EXERCISE 1: Name every person mentioned in the passage about Langhammer's work in India.
EXERCISE 2: According to the passage about Langhammer, where and in what year was the exhibition that Rudolf von Leyden reviewed held?
EXERCISE 3: In the passage about Langhammer, take the stretch from "Langhammer’s own art" through "for individual artworks." and write it out with "frames" swapped for "mounts".
------ DOCUMENT SECTION
Langhammer’s own art praxis flourished in India, and he exhibited frequently at the Bombay Art Society. His fellow émigré and art critic Rudolf von Leyden, reviewing one of Langhammer’s exhibitions at the University Convocation Hall in Bombay in 1945, wrote, “The creative play on the sheer beauty of colour has been the preoccupation of many artists, past and present... for years he has struggled to break down the fence and reach the realm of pure colour... I would not be surprised if the impact of Indian light and colour on his artistic temperament has accelerated the process and will continue to influence it.” As an influential member of the Bombay Art Society Committee, Langhammer had collaborated with Kekoo Gandhi, who founded Chemould Art Gallery to design frames of a superior quality for individual artworks.
------------
------ LISTED ENTRIES
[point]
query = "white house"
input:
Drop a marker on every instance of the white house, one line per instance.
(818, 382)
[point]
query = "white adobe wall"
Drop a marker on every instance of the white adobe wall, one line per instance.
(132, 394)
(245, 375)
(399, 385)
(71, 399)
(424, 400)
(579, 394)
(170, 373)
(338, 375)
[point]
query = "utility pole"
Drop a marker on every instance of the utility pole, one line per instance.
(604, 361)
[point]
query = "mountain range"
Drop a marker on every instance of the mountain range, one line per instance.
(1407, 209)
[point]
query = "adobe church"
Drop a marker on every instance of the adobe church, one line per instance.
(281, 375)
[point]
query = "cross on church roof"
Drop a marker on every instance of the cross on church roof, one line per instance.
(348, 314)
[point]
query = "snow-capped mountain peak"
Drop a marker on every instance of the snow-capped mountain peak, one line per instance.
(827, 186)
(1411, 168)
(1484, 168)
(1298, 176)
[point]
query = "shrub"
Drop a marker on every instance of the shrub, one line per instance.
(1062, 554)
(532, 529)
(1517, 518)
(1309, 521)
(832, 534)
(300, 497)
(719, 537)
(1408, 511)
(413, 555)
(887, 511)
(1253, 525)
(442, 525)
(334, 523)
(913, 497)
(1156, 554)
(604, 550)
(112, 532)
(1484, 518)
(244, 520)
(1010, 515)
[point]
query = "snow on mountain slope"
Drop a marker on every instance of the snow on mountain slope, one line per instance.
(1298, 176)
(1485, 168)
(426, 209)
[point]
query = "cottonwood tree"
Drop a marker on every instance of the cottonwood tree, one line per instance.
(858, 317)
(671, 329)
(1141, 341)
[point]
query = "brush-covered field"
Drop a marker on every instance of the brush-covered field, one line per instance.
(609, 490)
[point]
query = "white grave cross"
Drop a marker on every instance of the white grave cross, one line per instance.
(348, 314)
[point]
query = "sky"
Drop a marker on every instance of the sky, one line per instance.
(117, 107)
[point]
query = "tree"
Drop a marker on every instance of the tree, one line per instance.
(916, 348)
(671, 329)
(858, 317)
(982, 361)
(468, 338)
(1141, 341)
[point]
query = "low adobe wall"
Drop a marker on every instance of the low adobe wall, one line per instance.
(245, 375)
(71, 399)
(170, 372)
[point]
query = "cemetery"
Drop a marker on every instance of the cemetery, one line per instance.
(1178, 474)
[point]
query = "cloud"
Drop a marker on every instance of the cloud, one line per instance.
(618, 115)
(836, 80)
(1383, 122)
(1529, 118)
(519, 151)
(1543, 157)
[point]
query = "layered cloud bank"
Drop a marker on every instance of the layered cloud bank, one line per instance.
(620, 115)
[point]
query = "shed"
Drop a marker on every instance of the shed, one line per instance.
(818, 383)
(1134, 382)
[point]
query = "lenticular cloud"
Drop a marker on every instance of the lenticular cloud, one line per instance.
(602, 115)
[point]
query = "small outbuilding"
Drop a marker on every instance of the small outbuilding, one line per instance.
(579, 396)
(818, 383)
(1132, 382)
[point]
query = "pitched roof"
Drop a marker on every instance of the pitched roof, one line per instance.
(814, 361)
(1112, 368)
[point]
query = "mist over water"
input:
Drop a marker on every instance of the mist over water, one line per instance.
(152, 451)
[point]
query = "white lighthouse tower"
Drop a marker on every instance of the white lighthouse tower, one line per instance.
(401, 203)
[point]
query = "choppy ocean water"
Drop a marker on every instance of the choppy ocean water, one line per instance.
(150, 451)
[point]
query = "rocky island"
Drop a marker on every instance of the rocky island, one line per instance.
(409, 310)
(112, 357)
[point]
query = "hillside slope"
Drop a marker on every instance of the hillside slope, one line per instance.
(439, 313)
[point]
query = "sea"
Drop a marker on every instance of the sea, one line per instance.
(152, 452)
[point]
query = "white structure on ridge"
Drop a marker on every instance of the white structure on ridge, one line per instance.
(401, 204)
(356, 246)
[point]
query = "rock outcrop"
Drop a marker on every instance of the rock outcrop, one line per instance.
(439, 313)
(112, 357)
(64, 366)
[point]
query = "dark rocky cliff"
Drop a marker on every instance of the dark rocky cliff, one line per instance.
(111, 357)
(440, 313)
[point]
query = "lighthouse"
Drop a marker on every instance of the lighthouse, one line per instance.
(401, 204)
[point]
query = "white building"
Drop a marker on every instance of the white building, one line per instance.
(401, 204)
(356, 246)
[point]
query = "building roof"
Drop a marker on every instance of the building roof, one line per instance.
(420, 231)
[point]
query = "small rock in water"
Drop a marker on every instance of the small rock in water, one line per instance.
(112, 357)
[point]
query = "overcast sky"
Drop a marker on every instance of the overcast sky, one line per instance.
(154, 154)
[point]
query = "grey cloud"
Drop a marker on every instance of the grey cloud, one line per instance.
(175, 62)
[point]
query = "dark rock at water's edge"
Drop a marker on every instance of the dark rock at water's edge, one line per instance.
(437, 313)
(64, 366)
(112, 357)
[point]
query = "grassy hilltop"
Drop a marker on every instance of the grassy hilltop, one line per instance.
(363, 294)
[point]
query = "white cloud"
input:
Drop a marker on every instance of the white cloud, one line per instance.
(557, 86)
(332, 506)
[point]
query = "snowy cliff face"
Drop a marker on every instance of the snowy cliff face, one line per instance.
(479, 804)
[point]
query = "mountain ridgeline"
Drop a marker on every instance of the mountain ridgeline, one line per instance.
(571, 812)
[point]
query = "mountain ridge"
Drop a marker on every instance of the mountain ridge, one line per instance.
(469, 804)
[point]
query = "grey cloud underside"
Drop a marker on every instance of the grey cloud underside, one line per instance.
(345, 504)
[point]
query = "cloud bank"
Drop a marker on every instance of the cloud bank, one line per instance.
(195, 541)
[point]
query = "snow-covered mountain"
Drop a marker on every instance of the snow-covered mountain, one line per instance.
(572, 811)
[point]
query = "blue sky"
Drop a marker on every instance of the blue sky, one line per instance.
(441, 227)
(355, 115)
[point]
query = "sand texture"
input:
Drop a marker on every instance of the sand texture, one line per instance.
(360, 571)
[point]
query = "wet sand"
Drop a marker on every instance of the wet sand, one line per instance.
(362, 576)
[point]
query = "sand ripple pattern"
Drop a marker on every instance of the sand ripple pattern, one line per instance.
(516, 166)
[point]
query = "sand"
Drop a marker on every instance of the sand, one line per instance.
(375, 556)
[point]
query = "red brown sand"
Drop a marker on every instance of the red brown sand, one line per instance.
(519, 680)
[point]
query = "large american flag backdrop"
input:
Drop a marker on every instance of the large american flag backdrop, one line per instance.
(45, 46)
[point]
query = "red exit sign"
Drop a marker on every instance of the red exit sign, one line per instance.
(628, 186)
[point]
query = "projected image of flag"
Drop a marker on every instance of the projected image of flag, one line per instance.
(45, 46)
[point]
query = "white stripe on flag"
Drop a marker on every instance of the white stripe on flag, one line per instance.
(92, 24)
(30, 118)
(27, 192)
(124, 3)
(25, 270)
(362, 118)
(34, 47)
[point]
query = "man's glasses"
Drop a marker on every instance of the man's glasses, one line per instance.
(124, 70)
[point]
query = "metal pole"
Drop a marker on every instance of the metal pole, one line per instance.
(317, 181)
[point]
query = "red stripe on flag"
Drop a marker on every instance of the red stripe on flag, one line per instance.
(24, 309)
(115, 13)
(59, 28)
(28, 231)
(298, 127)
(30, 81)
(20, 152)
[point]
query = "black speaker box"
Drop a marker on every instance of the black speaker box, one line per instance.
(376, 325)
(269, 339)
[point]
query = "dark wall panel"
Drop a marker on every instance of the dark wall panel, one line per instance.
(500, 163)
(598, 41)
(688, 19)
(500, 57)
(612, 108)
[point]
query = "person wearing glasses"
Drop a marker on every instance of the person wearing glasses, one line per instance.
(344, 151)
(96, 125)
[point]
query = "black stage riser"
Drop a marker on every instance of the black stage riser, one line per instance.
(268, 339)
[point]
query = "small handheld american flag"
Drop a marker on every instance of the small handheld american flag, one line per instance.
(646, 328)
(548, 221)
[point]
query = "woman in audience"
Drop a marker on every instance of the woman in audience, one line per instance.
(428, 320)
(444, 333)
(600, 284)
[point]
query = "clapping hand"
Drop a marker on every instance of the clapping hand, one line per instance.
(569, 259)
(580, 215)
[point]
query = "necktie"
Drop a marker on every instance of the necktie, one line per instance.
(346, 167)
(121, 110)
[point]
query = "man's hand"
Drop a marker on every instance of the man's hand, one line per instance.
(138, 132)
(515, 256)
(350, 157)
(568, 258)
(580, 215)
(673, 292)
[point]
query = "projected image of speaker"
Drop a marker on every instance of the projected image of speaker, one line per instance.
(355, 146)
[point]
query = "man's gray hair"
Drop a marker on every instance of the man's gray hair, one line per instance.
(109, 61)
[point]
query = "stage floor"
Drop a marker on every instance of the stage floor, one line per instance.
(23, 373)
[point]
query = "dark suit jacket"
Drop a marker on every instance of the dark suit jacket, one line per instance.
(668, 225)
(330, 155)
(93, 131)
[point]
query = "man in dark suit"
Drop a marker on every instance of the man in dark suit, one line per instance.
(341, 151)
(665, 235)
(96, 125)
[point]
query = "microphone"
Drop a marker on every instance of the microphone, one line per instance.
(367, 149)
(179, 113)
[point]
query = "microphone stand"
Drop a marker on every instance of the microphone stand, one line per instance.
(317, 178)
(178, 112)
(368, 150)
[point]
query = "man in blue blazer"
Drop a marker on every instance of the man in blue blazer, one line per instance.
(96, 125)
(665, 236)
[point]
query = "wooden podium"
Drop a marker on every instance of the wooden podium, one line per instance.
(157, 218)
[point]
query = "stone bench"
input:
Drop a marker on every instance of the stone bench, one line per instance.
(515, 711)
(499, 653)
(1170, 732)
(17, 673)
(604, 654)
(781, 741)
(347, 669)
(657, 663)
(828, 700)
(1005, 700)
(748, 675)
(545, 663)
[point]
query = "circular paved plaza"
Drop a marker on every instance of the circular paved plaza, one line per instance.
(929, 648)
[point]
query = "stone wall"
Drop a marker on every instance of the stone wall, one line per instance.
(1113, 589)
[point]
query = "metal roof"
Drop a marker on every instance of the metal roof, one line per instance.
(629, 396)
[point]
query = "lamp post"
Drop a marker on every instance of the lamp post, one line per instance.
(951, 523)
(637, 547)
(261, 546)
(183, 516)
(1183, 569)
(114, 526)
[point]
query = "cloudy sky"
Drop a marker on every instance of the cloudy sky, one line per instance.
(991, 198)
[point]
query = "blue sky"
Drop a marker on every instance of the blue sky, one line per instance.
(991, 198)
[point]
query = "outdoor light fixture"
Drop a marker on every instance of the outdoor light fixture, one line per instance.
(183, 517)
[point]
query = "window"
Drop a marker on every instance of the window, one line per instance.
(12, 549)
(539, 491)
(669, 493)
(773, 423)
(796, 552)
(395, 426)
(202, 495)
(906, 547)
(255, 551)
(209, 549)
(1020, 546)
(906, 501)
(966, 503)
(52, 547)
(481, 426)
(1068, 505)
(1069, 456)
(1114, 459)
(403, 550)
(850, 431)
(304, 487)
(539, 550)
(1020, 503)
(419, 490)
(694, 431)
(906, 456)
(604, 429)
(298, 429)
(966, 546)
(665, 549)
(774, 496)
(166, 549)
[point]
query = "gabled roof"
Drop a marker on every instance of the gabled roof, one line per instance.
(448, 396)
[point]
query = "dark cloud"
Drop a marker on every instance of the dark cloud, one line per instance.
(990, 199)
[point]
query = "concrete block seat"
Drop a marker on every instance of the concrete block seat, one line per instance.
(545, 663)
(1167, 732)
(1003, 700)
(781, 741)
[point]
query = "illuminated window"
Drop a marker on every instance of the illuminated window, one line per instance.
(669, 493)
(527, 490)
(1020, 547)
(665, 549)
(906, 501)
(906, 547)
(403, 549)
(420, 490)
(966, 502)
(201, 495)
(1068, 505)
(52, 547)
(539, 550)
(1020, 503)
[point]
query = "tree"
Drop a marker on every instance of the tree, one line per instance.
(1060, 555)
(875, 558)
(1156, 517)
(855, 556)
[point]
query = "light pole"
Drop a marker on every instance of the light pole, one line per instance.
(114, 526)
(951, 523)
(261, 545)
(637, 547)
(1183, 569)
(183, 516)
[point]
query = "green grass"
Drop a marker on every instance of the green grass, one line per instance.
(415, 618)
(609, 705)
------------
OUTPUT 1: Langhammer, Rudolf von Leyden, Kekoo Gandhi

OUTPUT 2: At the University Convocation Hall in Bombay, in 1945.

OUTPUT 3:
Langhammer’s own art praxis flourished in India, and he exhibited frequently at the Bombay Art Society. His fellow émigré and art critic Rudolf von Leyden, reviewing one of Langhammer’s exhibitions at the University Convocation Hall in Bombay in 1945, wrote, “The creative play on the sheer beauty of colour has been the preoccupation of many artists, past and present... for years he has struggled to break down the fence and reach the realm of pure colour... I would not be surprised if the impact of Indian light and colour on his artistic temperament has accelerated the process and will continue to influence it.” As an influential member of the Bombay Art Society Committee, Langhammer had collaborated with Kekoo Gandhi, who founded Chemould Art Gallery to design mounts of a superior quality for individual artworks.